▸ WRITTEN TASK
Repeat the lines below, swapping "photograph" for "image" and changing nothing else. Leave the pictures out.

▸ SUPPLIED INFORMATION
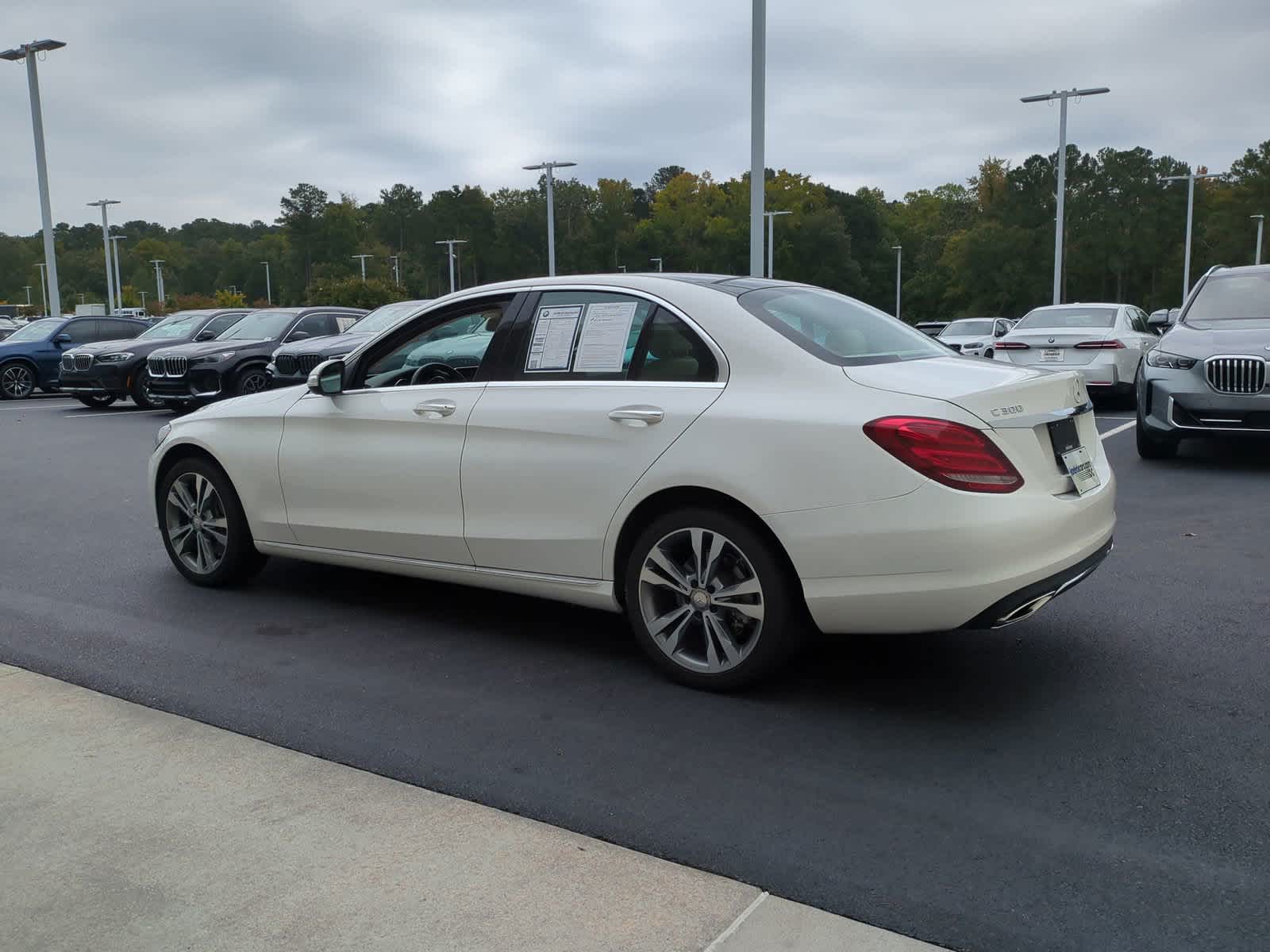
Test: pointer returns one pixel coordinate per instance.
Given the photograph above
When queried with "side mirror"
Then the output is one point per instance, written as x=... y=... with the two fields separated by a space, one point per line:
x=327 y=378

▸ ANSWER TO THIS PROBLEM
Test: pointer returns one pixel coordinate per instance.
Given the image above
When queried with "side mirror"
Then the output is one point per instance, written as x=... y=... with the two fields separated by a space, one point per line:
x=327 y=378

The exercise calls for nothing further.